**WHAT YOU WILL DO**
Could you put every line of the entries below into a numbered list, leaving out the blank lines?

**RAW DATA**
____________________

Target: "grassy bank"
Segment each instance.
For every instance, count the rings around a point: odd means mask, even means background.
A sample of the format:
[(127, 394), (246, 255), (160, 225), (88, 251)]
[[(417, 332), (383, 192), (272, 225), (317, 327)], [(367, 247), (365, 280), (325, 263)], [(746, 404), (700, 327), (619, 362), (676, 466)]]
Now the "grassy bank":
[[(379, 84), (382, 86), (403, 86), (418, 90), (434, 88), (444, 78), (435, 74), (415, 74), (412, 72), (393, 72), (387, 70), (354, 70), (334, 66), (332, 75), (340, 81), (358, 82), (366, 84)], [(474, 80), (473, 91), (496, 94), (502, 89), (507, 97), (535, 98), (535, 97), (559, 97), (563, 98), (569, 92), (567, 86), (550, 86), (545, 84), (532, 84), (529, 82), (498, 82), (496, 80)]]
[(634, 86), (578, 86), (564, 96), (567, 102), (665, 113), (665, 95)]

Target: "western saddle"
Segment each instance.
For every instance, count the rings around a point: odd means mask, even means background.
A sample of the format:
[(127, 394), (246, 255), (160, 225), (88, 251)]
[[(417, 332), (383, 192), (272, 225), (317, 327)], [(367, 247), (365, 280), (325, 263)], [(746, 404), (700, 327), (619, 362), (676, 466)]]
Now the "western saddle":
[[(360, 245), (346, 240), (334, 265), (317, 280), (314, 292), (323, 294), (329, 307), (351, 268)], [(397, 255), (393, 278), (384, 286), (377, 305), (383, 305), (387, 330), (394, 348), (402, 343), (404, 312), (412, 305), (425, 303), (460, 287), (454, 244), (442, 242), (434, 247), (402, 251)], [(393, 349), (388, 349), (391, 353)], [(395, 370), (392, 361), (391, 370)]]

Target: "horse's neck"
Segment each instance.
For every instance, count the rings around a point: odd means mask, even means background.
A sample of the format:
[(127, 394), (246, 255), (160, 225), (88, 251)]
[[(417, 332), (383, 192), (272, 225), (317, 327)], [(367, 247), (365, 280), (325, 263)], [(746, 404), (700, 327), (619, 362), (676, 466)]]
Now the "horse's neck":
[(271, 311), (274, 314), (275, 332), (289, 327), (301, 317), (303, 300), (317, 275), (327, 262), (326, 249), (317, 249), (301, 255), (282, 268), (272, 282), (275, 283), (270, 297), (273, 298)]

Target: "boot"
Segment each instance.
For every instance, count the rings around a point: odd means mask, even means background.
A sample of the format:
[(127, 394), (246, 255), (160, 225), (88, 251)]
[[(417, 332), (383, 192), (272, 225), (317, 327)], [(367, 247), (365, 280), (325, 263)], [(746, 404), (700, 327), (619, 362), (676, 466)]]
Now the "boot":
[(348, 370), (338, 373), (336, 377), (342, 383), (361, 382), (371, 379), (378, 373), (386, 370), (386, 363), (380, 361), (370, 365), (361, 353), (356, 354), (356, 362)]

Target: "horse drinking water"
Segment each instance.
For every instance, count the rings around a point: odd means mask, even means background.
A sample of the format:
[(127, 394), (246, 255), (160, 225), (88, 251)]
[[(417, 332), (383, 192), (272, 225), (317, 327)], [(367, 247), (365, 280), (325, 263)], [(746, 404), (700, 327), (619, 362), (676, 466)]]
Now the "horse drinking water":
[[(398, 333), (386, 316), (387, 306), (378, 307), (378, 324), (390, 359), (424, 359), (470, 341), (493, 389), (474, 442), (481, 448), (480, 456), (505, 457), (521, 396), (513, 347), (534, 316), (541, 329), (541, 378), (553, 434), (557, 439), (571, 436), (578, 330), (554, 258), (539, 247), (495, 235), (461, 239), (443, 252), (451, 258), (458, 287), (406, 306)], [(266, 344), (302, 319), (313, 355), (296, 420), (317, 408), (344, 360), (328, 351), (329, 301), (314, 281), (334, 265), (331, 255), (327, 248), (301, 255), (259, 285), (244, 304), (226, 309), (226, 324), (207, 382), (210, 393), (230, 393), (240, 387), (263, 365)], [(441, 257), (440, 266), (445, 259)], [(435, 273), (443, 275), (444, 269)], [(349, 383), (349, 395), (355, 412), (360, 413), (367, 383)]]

____________________

**FULL RESPONSE**
1. Target: "grassy bank"
2. Segment each instance.
3. For every instance, count the rings around a point: odd means mask, even means background.
4. A sample of the format:
5. [(127, 394), (246, 255), (160, 225), (88, 251)]
6. [[(417, 332), (383, 192), (272, 225), (317, 327)], [(367, 247), (365, 280), (325, 263)], [(746, 404), (700, 327), (619, 362), (676, 466)]]
7. Now the "grassy bank":
8. [[(379, 84), (382, 86), (403, 86), (418, 90), (434, 88), (444, 78), (435, 74), (415, 74), (412, 72), (393, 72), (387, 70), (354, 70), (334, 66), (332, 75), (340, 81), (358, 82), (366, 84)], [(474, 80), (473, 91), (496, 94), (502, 89), (507, 97), (535, 98), (535, 97), (559, 97), (563, 98), (569, 92), (567, 86), (550, 86), (545, 84), (532, 84), (529, 82), (498, 82), (496, 80)]]
9. [(634, 86), (578, 86), (564, 96), (567, 102), (665, 113), (665, 95)]
10. Target: "western saddle"
11. Segment each instance.
12. For every instance, count the rings around a point: odd means mask, even means background.
13. A sample of the format:
14. [(127, 394), (246, 255), (160, 225), (88, 251)]
15. [[(417, 332), (383, 192), (272, 225), (317, 327)], [(367, 247), (365, 280), (325, 263)], [(746, 404), (700, 327), (619, 362), (676, 466)]]
16. Now the "western saddle":
17. [[(360, 245), (346, 240), (334, 265), (317, 280), (314, 292), (323, 294), (329, 307), (351, 268)], [(397, 255), (393, 278), (384, 286), (377, 305), (383, 305), (387, 330), (394, 348), (402, 343), (404, 312), (412, 305), (425, 303), (460, 287), (454, 244), (442, 242), (434, 247), (402, 251)], [(393, 349), (388, 349), (391, 353)], [(395, 370), (392, 361), (391, 370)]]
18. Target: "horse's neck"
19. Segment each instance.
20. For every instance, count the rings around a point: odd means mask, even means background.
21. A sample of the format:
22. [(127, 394), (246, 255), (160, 225), (88, 251)]
23. [[(417, 332), (383, 192), (272, 225), (317, 327)], [(367, 247), (365, 280), (325, 263)], [(746, 404), (700, 327), (619, 362), (676, 466)]]
24. Now the "horse's neck":
25. [(271, 311), (274, 314), (275, 332), (289, 327), (301, 317), (303, 300), (317, 275), (327, 262), (326, 249), (317, 249), (301, 255), (282, 268), (272, 282), (275, 283), (270, 297), (273, 298)]
26. Target: "boot"
27. Segment each instance.
28. For every instance, count the rings around a point: odd means mask, even means background.
29. A sample of the format:
30. [(127, 394), (246, 255), (160, 225), (88, 251)]
31. [[(417, 332), (383, 192), (272, 225), (317, 327)], [(367, 247), (365, 280), (325, 263)], [(746, 404), (700, 327), (619, 362), (676, 466)]]
32. Now the "boot":
33. [(348, 370), (338, 373), (336, 377), (342, 383), (361, 382), (371, 379), (378, 373), (386, 370), (386, 363), (380, 361), (370, 365), (361, 353), (356, 354), (356, 362)]
34. Target: "horse drinking water"
35. Segment each instance.
36. For every instance, count the rings around a point: odd means mask, even means background.
37. A sample of the format:
38. [(127, 394), (246, 255), (160, 225), (88, 251)]
39. [[(417, 332), (383, 192), (272, 225), (317, 327)], [(367, 247), (365, 280), (325, 263)], [(746, 404), (700, 327), (619, 362), (676, 466)]]
40. Now the "horse drinking water":
41. [[(398, 333), (386, 316), (387, 306), (378, 307), (378, 324), (390, 359), (424, 359), (470, 341), (493, 389), (474, 442), (481, 448), (480, 456), (505, 457), (521, 396), (513, 347), (534, 316), (541, 329), (541, 378), (553, 434), (557, 439), (571, 436), (578, 330), (554, 258), (539, 247), (495, 235), (461, 239), (443, 252), (451, 258), (458, 287), (406, 306)], [(266, 344), (302, 319), (313, 355), (296, 420), (317, 408), (344, 360), (328, 351), (329, 301), (314, 281), (334, 265), (331, 255), (327, 248), (301, 255), (259, 285), (244, 304), (226, 309), (226, 324), (207, 382), (210, 393), (230, 393), (240, 387), (263, 365)], [(441, 257), (440, 266), (445, 259)], [(435, 273), (443, 275), (444, 269)], [(349, 383), (349, 395), (355, 412), (360, 413), (367, 383)]]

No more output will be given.